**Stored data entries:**
##############################

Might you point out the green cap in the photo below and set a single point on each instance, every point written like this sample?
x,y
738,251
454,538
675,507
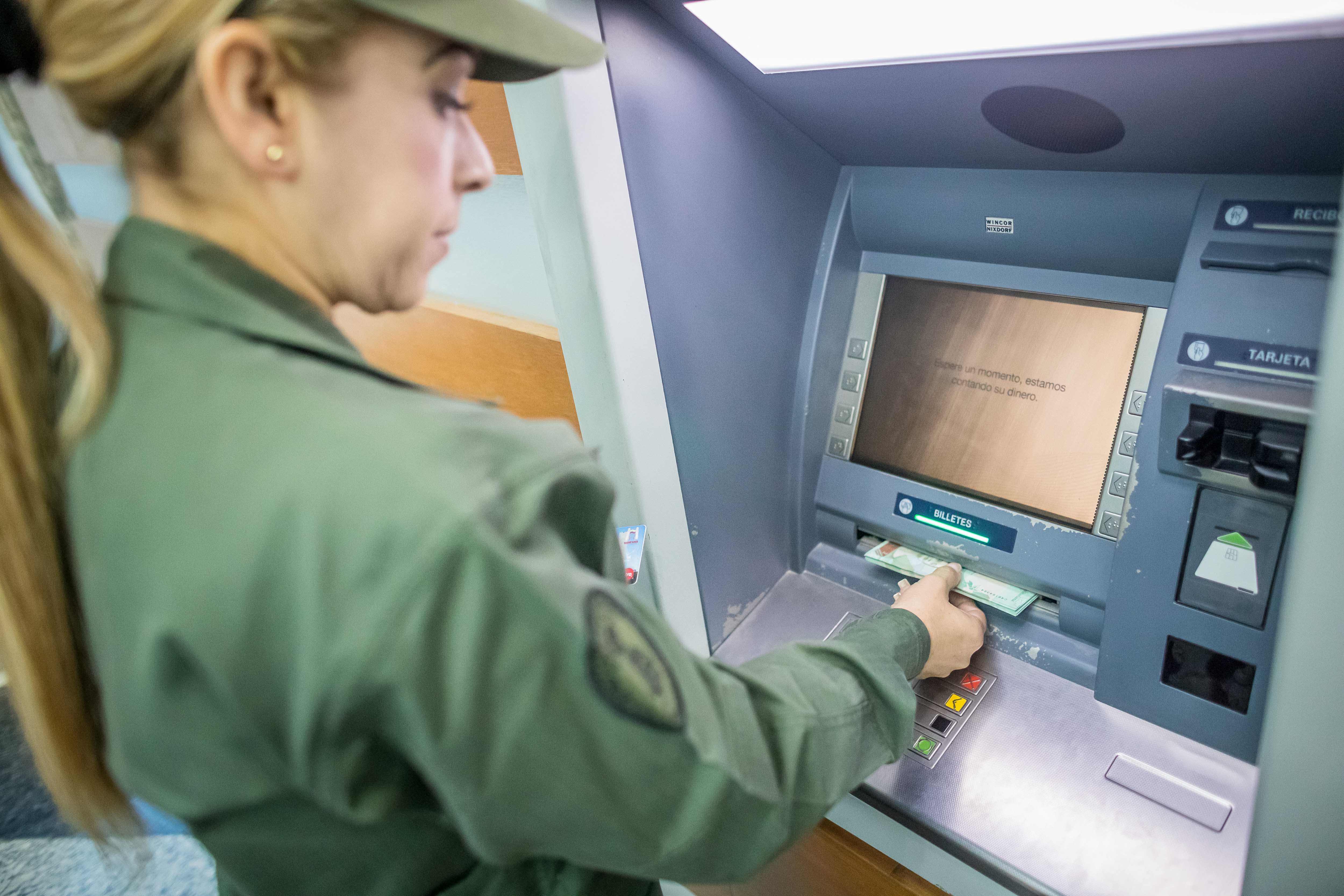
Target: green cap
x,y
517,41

##############################

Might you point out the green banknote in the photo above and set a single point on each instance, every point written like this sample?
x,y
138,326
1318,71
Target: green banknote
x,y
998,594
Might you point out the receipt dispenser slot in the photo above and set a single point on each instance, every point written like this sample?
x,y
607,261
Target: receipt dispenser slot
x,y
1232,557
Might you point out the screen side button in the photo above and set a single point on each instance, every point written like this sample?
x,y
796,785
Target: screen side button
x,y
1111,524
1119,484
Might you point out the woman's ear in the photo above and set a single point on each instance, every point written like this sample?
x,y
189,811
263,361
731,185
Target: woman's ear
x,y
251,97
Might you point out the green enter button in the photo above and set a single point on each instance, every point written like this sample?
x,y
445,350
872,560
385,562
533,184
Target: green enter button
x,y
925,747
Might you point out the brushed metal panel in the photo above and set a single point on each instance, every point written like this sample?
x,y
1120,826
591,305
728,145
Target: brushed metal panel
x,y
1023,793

##############################

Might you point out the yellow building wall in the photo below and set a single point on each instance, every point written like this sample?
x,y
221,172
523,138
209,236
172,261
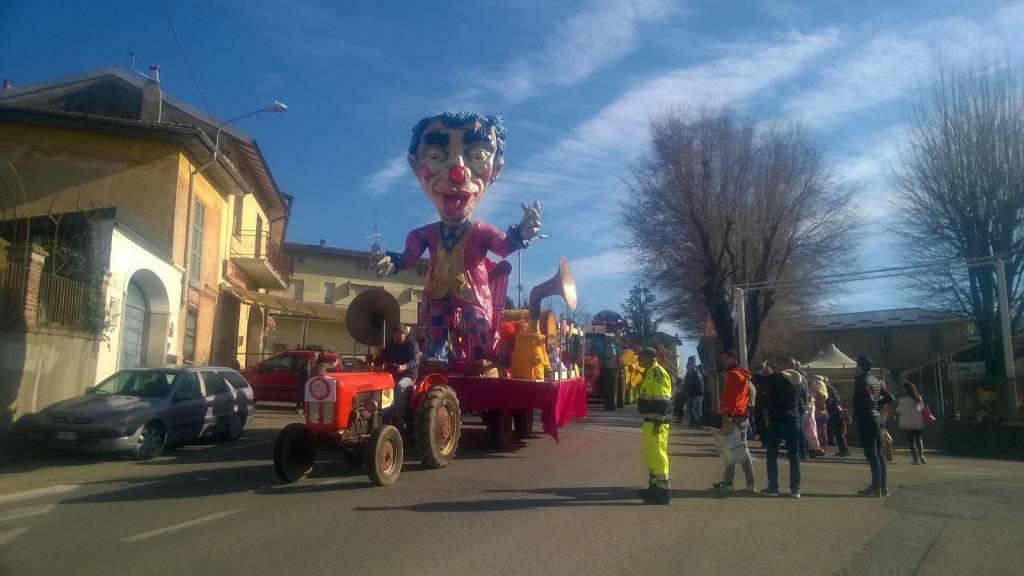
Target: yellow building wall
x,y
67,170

##############################

**REQUIRED WORK:**
Return every line from the records above that contains the word "like".

**CORRECT RESPONSE:**
Might you point out the green cap in the photo below and set a single point on each instance, every point written like this sample?
Might you point out the green banknote in the photo above and set a single point on each instance, every point written like this sample?
Might you point out the receipt dispenser slot in the photo above and set a single point on each instance, every point written like this sample?
Might you point out the screen side button in the photo above and set a single point on each instance, every point written like this sample?
Might you point out the woman's ear in the photo above and set a single point on each instance, every point written like this sample?
Might you point out the green enter button in the photo above and set a single point on each instance, every point written like this sample?
Might you point out the brushed metal panel in the photo above and set a single point on each instance, every point written like this sample?
Might you point out the yellow building wall in the photo below and set a single point on each instance, every point written like this sample?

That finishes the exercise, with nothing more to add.